## WORK TO DO
1) In the thread on the zeros of x² + 5x + 6, what zeros does Answer 2 give for the polynomial?
2) For the thread on the zeros of x² + 5x + 6, tell whether each statement agrees with it: (a) Answer 1 splits 5x into 3x and 2x. (b) Answer 2 sets α equal to -2. (c) Answer 1 checks that the product of the zeros comes to 6. For each, answer yes or no and quote the words that decide it.
3) Carry on the thread about the zeros of x² + 5x + 6, starting right after its last line.

Question

P(x)= x^2+5x+6 find the zeros of the polynomial and verify the relationship between zeros and its coefficient

Answer 1

x²+5x+6

=x²+3x+2x+6

=x{x+3}+2{x+3}

={x+2}{x+3}

So, x=-2,-3

α=-2,β=-3

α+β=-coefficient of x/coefficient of x²

{-2-3}=-{5/1}

-5=-5

αβ=constant /coefficient of x²

-2×-3=6

6=6

pe it helps u ...

Answer 2

Given :-

p ( x ) = x² + 5x + 6

Required to find :-

• Zeroes of the polynomial ?

• Verify the relationship between the zeroes and it's coefficients

Solution :-

Given data :-

p ( x ) = x² + 5x + 6

we need to find the zeroes of the polynomial and verify the relationship between zeroes and it's coefficients .

So,

Let's Factorise the given quadratic polynomial ;

p ( x ) = x² + 5x + 6

x² + 5x + 6

x² + 3x + 2x + 6

x ( x + 3 ) + 2 ( x + 3 )

( x + 3 ) ( x + 2 )

This implies ;

x + 3 = 0

x = - 3

α = - 3

Similarly,

x + 2 = 0

x = - 2

β = - 2

Hence,

Zeroes of the polynomial are - 3 and - 2

Now,

Let's verify the relationship between the zeroes and it's coefficients

The relation between the sum of the zeroes and the coefficients is ;

$\boxed{ \tt {\pink{ \alpha + \beta = \dfrac{ - \: coefficient \: of \: x }{coefficient \: of \: {x}^{2} } }}}$

α + β =

=> - 3 + ( - 2 )

## COLLECTED DATA
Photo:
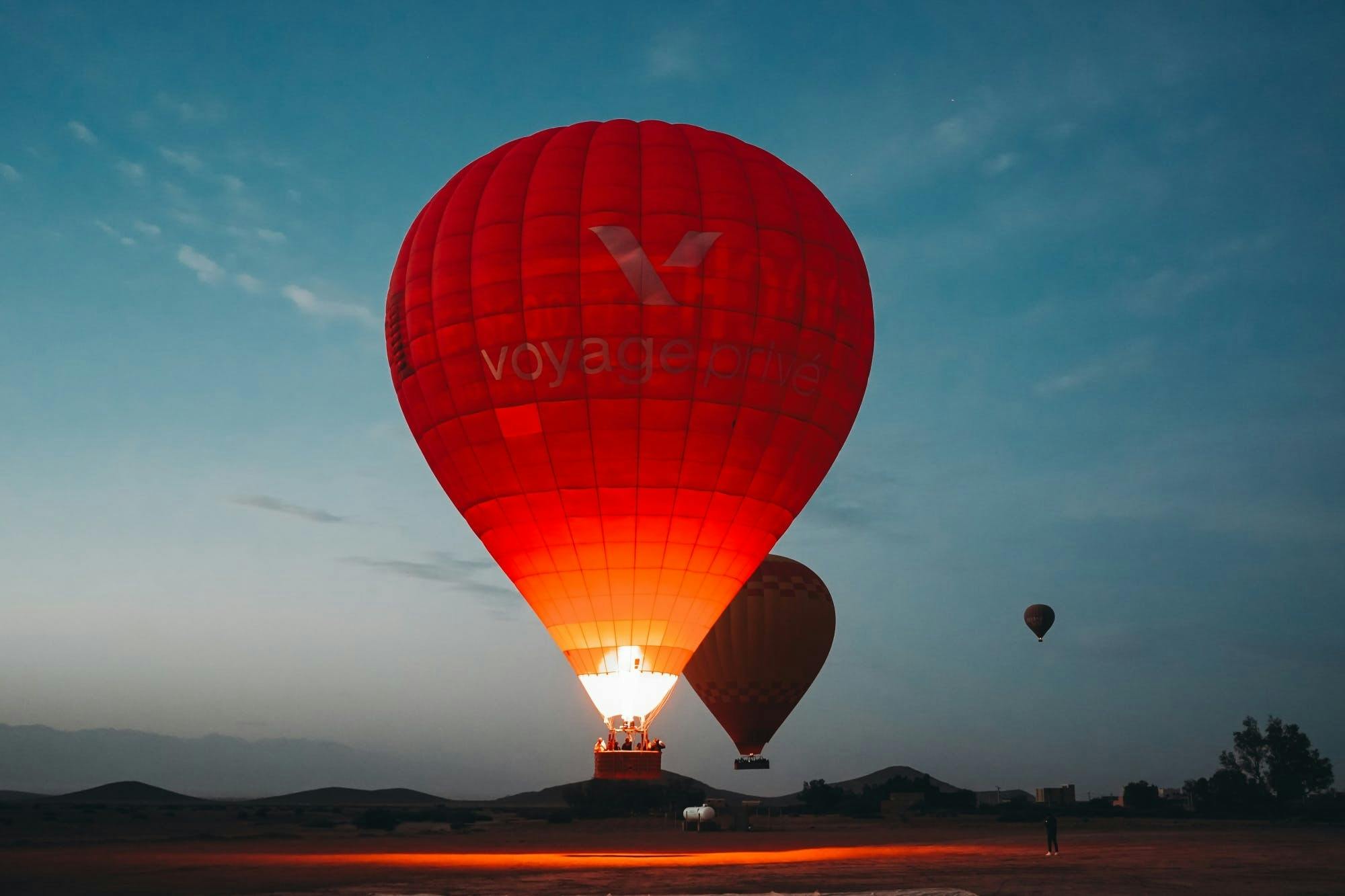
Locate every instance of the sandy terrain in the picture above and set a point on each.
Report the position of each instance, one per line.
(161, 850)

## RESPONSES IN ORDER
1) -3 and -2

2)
(a) Yes: "=x²+3x+2x+6"
(b) No: "α = - 3"
(c) Yes: "-2×-3=6"

3)
=> - 3 - 2

=> - 5

But,

$\sf{ \dfrac{ - \: coefficient \: of \: x}{coefficient \: of \: {x}^{2} }}$

=> - ( 5 ) / 1

=> - 5/1

=> - 5

Hence,

$\boxed{ \tt { \alpha + \beta = \dfrac{ - \: coefficient \: of \: x }{coefficient \: of \: {x}^{2} } }}$

Similarly,

The relation between the product of the zeroes and the coefficients is ;

$\boxed{ \tt{ \green{ \alpha \beta = \frac{constant \: term}{coefficient \: of \: {x}^{2} } }}}$

α β =

=> - 3 x - 2

=> 6

But,

$\rm{ \dfrac{constant \: term}{coefficient \: of \: {x}^{2} }}$

=> 6/1

=> 6

Hence,

$\boxed{ \tt{ \alpha \beta = \frac{constant \: term}{coefficient \: of \: {x}^{2} } }}$

Therefore,

The relation between the zeroes and it's coefficients had been verified .